----- The data
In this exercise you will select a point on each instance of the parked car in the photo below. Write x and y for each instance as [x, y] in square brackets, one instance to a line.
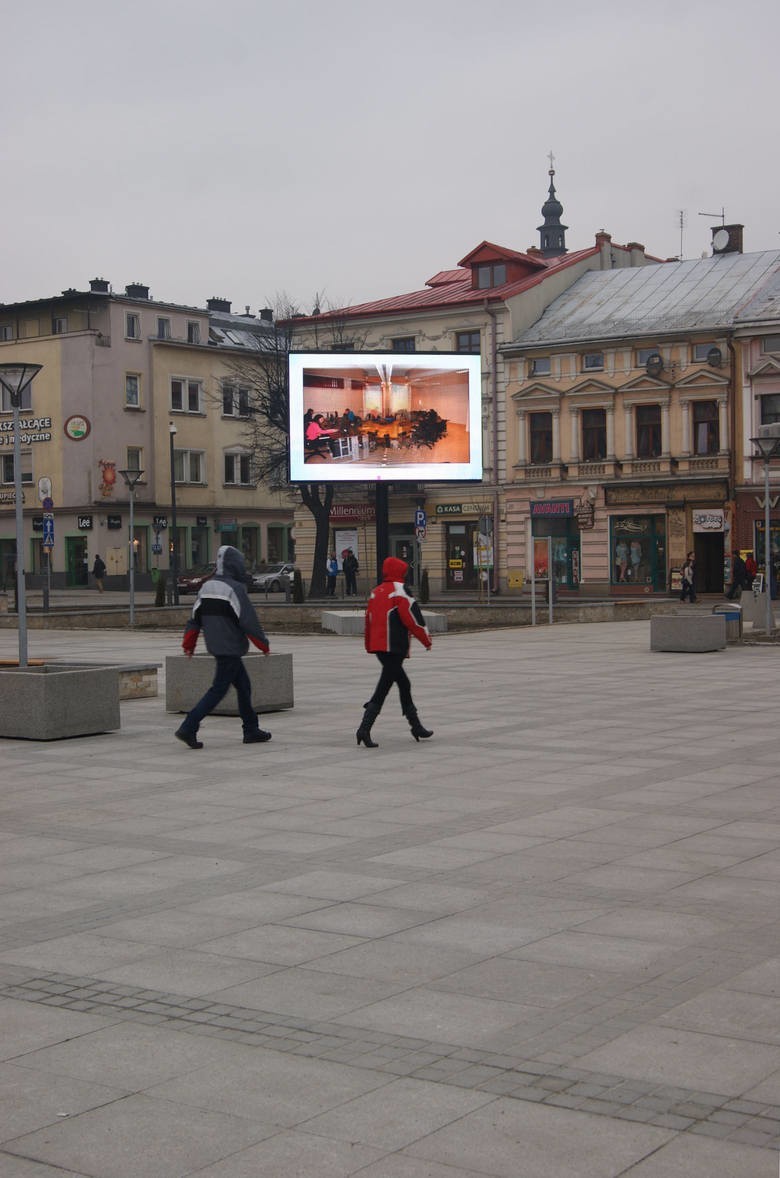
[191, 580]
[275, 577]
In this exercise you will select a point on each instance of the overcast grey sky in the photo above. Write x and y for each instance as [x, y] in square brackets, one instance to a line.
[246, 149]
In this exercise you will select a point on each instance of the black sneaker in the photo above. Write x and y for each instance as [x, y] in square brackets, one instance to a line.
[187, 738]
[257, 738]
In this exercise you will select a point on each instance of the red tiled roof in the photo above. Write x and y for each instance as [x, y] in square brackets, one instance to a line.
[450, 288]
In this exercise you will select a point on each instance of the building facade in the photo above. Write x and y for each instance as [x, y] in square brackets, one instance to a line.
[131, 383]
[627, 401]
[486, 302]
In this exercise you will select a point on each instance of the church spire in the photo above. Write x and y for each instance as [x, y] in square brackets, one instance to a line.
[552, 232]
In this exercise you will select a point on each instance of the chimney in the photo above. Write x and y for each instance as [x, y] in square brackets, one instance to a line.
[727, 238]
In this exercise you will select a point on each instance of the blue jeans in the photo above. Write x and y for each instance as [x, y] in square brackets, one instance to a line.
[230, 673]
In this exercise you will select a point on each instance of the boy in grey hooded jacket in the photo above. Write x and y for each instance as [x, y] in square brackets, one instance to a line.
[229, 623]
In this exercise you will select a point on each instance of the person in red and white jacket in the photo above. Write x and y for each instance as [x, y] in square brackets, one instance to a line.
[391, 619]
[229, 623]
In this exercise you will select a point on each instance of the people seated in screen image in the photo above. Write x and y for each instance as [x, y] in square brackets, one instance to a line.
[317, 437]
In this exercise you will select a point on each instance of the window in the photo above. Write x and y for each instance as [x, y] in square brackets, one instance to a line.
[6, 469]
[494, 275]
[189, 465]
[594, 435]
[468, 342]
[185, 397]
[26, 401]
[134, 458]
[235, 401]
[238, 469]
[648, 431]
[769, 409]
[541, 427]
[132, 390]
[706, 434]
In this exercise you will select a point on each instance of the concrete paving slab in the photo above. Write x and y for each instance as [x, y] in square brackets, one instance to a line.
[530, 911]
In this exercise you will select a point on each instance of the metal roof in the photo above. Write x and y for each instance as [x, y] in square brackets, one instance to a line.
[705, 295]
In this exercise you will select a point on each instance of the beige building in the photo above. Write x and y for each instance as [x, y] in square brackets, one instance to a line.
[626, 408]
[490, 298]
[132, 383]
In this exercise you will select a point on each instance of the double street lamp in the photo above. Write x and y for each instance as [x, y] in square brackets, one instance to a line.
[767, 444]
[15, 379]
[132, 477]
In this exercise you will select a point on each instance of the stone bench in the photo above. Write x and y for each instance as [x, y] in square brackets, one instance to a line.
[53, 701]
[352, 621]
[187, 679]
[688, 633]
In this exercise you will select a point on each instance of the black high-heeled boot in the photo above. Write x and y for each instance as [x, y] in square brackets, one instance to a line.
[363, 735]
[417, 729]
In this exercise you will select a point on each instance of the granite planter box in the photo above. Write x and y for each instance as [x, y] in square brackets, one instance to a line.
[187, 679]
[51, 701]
----------
----- The data
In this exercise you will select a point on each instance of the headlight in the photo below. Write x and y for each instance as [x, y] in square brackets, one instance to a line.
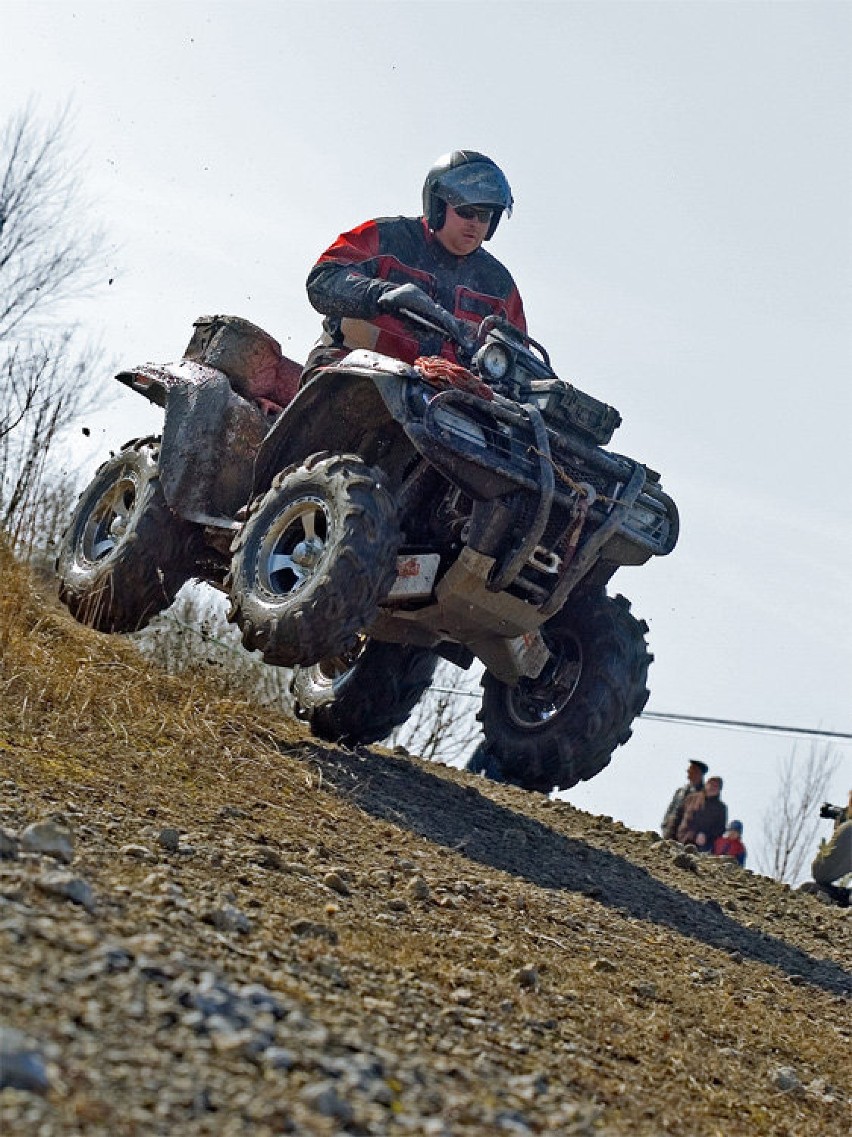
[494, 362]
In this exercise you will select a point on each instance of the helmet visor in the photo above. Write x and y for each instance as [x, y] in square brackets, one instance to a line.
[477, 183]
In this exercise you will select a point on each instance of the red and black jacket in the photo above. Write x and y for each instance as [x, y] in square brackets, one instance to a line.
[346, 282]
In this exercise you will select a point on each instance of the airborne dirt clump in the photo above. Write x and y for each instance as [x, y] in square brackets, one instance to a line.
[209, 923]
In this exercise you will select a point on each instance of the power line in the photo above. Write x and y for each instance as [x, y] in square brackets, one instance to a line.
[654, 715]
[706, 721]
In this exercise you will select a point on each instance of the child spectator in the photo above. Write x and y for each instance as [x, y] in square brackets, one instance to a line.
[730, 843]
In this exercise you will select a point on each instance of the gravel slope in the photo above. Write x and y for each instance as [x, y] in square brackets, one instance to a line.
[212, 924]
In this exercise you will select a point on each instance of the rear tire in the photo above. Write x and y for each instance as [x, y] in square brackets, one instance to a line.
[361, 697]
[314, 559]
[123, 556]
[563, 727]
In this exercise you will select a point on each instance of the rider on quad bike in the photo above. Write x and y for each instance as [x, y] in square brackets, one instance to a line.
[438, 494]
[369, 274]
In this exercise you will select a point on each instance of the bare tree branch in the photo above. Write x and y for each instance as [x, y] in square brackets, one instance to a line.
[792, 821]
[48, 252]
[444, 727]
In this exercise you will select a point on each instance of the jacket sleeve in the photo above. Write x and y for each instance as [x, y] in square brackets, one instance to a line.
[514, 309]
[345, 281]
----------
----- The data
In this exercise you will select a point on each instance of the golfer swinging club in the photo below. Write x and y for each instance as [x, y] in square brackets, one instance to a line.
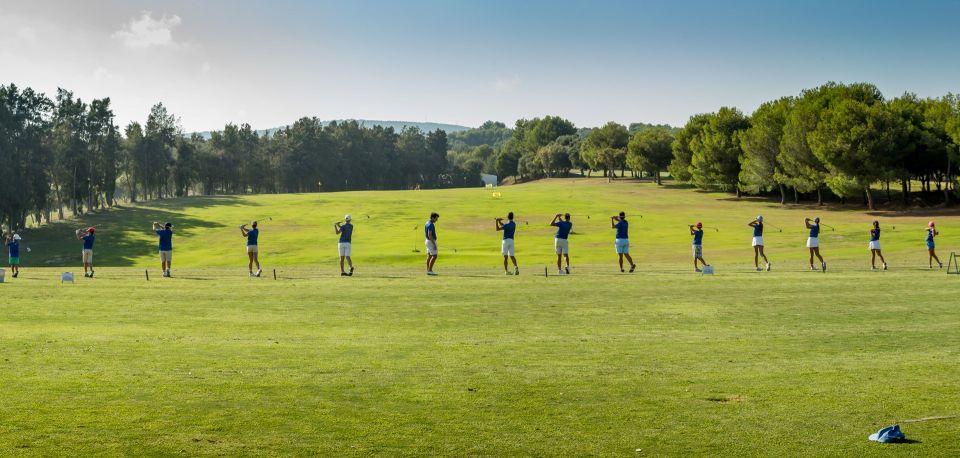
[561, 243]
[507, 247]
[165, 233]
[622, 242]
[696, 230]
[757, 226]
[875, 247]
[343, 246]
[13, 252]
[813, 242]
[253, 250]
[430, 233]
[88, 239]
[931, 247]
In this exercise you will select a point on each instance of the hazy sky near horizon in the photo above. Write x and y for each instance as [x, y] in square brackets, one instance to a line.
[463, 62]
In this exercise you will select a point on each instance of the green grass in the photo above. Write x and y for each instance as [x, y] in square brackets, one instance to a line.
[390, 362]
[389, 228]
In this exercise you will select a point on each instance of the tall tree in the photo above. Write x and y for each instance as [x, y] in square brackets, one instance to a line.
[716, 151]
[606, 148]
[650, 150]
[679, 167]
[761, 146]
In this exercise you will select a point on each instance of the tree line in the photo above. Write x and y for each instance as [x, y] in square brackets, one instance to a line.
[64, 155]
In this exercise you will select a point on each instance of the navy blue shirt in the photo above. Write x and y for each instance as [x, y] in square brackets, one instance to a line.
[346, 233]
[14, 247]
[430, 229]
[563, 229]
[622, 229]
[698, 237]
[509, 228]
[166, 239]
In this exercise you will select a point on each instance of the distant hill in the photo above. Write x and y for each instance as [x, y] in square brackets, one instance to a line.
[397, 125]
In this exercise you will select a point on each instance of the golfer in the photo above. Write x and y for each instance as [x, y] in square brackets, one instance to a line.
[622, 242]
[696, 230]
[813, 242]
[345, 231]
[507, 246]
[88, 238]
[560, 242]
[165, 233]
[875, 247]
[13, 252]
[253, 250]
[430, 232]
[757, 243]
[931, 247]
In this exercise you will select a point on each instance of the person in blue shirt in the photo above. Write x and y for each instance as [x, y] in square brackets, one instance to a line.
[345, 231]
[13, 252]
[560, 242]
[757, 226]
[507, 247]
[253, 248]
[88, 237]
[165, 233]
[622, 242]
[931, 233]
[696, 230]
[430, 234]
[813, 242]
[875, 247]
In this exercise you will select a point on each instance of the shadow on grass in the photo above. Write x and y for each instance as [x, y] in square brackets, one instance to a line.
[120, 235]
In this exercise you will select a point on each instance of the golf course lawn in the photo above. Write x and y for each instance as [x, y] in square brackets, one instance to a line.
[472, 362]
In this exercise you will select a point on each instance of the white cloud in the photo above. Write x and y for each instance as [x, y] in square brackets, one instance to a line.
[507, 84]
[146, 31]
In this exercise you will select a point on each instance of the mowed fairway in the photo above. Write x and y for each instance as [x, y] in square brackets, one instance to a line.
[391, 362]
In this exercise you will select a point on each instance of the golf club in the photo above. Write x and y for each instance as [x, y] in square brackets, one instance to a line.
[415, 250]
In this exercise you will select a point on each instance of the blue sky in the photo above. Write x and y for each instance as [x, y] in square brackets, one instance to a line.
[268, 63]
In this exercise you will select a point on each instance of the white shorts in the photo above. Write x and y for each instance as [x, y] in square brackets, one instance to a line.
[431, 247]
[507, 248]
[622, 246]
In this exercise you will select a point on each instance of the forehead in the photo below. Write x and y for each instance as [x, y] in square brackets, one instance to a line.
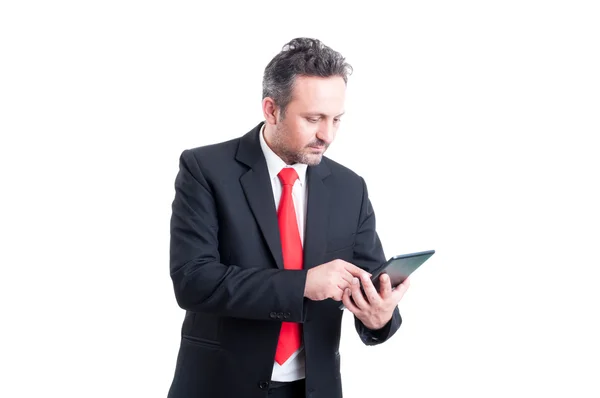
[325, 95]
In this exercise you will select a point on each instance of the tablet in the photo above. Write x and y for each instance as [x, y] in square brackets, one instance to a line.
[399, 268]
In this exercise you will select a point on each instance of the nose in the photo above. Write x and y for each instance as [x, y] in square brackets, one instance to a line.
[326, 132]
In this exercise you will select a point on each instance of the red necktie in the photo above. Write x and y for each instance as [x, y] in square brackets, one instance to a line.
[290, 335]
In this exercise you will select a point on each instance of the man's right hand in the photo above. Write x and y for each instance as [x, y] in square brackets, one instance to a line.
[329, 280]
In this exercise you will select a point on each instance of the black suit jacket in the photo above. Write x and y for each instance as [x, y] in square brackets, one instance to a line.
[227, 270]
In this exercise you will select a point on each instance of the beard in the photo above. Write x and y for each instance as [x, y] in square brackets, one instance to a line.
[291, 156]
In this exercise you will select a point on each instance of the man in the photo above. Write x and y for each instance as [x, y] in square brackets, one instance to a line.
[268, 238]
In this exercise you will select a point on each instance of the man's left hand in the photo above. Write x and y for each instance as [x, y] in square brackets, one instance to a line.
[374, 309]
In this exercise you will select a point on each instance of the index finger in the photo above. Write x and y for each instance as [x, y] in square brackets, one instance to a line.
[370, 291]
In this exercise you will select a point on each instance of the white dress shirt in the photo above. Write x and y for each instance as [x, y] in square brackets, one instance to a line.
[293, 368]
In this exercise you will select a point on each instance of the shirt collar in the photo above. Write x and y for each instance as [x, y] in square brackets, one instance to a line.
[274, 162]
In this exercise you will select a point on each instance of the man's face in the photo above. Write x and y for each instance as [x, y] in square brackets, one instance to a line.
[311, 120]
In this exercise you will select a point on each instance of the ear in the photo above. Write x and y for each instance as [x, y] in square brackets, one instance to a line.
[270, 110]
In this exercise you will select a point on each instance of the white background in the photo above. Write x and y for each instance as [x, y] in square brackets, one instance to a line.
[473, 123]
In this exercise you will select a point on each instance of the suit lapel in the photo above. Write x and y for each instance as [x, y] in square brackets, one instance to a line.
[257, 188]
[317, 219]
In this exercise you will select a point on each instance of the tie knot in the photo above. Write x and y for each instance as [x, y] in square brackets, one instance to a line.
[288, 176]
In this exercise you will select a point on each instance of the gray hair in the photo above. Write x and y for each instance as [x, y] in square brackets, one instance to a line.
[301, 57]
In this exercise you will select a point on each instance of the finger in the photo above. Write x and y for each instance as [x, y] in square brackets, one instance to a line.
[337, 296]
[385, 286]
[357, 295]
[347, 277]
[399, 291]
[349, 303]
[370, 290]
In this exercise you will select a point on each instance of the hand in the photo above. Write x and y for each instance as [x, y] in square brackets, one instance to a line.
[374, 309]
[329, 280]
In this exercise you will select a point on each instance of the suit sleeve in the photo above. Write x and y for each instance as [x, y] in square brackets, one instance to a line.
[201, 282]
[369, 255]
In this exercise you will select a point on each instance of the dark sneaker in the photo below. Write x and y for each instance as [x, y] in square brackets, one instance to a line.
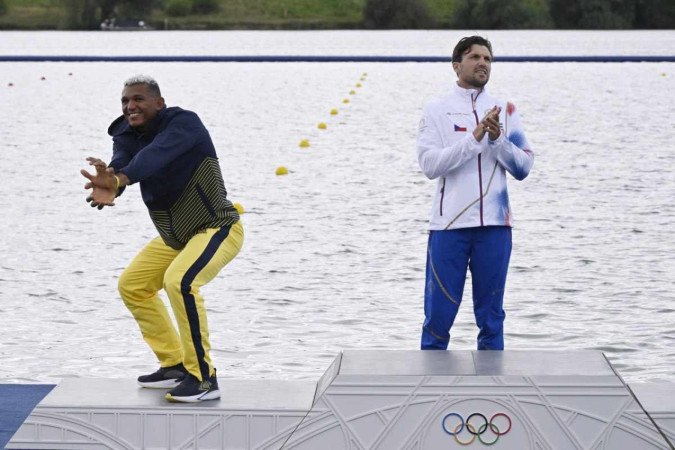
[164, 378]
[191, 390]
----------
Prompt -
Pick out every line of the material that contains the word "below", and copy each of those lines in full.

Result of this task -
In this exercise you will select a point on each instance of the parked car in the photo below. Write x and y for each instance as [x, y] in square brackets, one instance to a line.
In this exercise you will select a point on each instance of the headlight in the photo below. Write x and y for each instance as [x, y] in square brackets, one instance to a line.
In this exercise you will select a point on each instance of the golfer swinging club in the photo below. Write x and y for each instance as [x, y] in square brackets, one instance to a line.
In this exercise you will select a point on each instance of the forehead in the photo below. Write x and y for each instance as [x, y] in square brackets, one instance to a line.
In this exercise you will select a point on each instance of the dark sneaker in the photo below. Write x and y for each instance as [x, y] in square brackets, one instance to a line.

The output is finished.